Segment Start: AVAILABLE RECORDS
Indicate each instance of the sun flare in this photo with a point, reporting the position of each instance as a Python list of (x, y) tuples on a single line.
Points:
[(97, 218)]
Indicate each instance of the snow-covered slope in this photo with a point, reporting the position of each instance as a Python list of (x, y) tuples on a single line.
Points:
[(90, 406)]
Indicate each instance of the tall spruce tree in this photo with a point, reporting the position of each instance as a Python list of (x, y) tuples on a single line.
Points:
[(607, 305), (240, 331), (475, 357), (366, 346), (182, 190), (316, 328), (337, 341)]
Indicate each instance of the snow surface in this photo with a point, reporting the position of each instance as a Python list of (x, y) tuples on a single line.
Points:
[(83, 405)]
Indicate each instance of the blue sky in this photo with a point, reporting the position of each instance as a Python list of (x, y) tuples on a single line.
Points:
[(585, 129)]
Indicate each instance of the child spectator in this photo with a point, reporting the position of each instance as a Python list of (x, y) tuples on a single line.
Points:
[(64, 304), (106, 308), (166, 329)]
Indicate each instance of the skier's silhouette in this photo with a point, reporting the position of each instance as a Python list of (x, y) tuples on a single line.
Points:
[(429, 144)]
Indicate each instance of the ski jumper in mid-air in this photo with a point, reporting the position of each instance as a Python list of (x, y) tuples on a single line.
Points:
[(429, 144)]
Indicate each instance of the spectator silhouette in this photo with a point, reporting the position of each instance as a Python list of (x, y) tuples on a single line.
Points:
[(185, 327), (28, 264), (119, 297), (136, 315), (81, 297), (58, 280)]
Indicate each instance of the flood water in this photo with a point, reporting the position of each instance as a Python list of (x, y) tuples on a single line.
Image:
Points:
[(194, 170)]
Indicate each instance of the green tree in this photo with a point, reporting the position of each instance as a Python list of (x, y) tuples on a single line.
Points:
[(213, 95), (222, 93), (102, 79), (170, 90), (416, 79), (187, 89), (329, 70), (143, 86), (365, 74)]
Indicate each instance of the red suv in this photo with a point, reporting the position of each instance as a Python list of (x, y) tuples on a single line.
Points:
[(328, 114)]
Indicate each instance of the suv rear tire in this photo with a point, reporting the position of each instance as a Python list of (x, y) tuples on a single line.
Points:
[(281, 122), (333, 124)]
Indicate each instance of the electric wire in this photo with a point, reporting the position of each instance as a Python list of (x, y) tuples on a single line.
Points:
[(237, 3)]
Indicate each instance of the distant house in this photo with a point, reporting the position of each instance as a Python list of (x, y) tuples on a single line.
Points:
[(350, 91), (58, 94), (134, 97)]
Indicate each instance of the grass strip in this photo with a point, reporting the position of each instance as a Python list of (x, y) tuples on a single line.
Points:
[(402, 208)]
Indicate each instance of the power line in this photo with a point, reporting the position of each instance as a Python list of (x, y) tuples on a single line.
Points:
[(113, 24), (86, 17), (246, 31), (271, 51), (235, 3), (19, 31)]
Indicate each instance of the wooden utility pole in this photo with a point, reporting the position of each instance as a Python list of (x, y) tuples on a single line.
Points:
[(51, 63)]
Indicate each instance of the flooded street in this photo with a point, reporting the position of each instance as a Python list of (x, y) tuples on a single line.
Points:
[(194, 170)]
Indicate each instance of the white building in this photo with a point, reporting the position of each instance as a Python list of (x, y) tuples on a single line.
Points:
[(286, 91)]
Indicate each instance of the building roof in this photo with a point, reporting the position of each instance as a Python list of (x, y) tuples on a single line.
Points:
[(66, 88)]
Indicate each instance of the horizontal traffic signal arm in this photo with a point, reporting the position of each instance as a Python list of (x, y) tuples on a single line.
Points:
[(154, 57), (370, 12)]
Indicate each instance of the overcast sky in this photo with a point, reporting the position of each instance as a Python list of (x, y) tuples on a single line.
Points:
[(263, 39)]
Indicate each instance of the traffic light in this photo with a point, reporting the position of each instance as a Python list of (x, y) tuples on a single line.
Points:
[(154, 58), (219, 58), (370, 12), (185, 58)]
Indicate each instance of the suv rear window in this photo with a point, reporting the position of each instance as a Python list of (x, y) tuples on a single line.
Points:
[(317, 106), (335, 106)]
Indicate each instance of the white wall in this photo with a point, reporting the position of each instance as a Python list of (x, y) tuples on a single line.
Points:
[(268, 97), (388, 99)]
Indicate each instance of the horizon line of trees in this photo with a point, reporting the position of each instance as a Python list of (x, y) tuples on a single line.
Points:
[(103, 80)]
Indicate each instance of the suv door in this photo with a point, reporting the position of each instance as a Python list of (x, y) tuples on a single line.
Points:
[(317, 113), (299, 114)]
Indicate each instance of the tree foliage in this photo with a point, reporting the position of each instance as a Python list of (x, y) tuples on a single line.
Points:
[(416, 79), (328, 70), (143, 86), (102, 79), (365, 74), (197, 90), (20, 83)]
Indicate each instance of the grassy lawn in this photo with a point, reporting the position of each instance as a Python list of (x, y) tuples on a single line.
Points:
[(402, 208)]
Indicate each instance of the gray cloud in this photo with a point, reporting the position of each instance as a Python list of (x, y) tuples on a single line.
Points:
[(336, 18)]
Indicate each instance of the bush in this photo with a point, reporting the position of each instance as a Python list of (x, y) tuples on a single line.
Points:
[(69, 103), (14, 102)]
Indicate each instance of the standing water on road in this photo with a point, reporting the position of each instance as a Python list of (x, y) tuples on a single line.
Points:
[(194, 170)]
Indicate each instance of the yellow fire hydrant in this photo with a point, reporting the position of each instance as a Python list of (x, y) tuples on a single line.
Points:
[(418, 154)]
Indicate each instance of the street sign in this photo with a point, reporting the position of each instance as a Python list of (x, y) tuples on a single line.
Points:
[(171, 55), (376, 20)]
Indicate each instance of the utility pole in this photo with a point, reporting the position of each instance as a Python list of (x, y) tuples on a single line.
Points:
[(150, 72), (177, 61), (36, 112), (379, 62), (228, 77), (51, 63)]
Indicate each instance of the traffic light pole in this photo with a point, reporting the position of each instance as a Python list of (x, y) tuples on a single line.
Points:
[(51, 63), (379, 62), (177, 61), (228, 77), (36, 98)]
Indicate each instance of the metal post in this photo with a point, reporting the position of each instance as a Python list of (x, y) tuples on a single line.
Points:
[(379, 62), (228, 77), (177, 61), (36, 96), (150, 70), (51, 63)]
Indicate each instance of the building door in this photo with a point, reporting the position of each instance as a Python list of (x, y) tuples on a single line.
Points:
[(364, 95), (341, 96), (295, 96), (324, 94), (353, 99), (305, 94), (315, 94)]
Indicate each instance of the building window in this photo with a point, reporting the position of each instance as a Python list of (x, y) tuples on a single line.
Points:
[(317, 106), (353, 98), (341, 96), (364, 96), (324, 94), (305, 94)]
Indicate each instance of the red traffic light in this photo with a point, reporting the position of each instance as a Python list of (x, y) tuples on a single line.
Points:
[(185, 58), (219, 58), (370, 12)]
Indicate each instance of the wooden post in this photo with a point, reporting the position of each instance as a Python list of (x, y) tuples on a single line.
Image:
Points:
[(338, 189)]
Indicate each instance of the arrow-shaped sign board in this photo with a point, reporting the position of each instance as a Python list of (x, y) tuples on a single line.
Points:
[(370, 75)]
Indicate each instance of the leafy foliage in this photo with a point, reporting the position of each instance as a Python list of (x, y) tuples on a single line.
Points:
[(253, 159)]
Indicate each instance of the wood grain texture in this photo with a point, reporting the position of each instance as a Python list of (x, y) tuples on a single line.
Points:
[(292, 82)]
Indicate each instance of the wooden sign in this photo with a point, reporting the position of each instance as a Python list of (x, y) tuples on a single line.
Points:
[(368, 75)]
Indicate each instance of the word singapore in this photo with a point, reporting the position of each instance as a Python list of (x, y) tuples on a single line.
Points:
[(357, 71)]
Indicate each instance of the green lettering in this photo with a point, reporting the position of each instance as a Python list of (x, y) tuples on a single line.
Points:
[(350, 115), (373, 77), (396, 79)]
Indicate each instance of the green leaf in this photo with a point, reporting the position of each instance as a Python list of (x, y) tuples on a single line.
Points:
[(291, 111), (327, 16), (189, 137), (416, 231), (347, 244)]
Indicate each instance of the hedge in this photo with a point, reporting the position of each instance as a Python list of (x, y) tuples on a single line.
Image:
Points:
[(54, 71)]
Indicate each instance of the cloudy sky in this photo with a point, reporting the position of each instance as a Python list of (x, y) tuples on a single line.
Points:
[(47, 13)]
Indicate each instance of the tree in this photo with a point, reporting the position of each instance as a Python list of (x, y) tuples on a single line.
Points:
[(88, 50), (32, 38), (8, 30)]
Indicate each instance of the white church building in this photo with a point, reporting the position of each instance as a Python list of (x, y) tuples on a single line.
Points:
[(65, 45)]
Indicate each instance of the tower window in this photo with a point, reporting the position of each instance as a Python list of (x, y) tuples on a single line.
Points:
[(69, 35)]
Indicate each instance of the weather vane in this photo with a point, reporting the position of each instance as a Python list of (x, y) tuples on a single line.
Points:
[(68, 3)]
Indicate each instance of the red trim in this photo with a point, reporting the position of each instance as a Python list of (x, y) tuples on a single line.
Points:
Segment End: AVAILABLE RECORDS
[WORK INSTRUCTION]: Transcribe, exactly and without additions, the lines of the records above, beginning with the line that contains "Indicate each instance of the yellow" and ending with the line that contains "Indicate each instance of the metal", both included.

[FINISHED EXERCISE]:
Indicate each instance of the yellow fire hydrant in this photo with a point, reporting the position of each instance as a Python list of (x, y) tuples on a single line.
Points:
[(418, 154)]
Indicate each instance of the street sign in this photo with a point, reporting the position of each instance as a Python list of (x, y) tuples on a single line.
Points:
[(171, 55), (376, 20)]
Indicate each instance of the utility pole in this photo with a point, reporting the position of each instance as a Python list of (x, y) tuples on a single line.
Points:
[(150, 72), (177, 61), (36, 112), (379, 62), (228, 77), (51, 63)]
Indicate each instance of the traffic light pole in this photo with a point, reporting the position of each instance as a Python list of (x, y) tuples on a single line.
Points:
[(51, 63), (379, 62), (177, 61), (228, 77), (36, 98)]
Indicate each instance of the metal post in this photo with a point, reporting the position of each instance as a Python list of (x, y) tuples on a single line.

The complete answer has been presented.